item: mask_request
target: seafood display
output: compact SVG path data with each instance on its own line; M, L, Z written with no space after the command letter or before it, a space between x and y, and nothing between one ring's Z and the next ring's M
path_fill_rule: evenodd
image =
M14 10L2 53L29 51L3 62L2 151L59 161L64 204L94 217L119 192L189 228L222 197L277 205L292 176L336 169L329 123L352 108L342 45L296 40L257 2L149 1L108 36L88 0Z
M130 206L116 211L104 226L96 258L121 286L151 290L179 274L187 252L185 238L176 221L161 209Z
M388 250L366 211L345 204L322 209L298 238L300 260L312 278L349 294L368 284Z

YOUR INSTRUCTIONS:
Edit the records above so that "seafood display" becomes "fish counter", and reproduce every line with nothing else altered.

OUTPUT OF THE EXERCISE:
item: mask_request
target: fish counter
output: compact SVG path data with each instance on its own line; M, L, Z written with no space after the command letter or before it, a space between x and y, and nothing between one ring's Z and the next ring's M
path_fill_rule: evenodd
image =
M14 10L2 53L29 51L3 62L2 151L59 161L64 204L94 217L119 192L189 228L222 197L277 205L292 176L336 169L329 123L352 108L342 45L296 40L257 2L149 1L108 36L88 0Z
M130 206L116 211L104 226L96 258L121 286L151 290L179 274L187 252L185 238L176 221L161 209Z
M388 250L366 211L345 204L322 209L298 238L300 260L312 278L349 294L368 284Z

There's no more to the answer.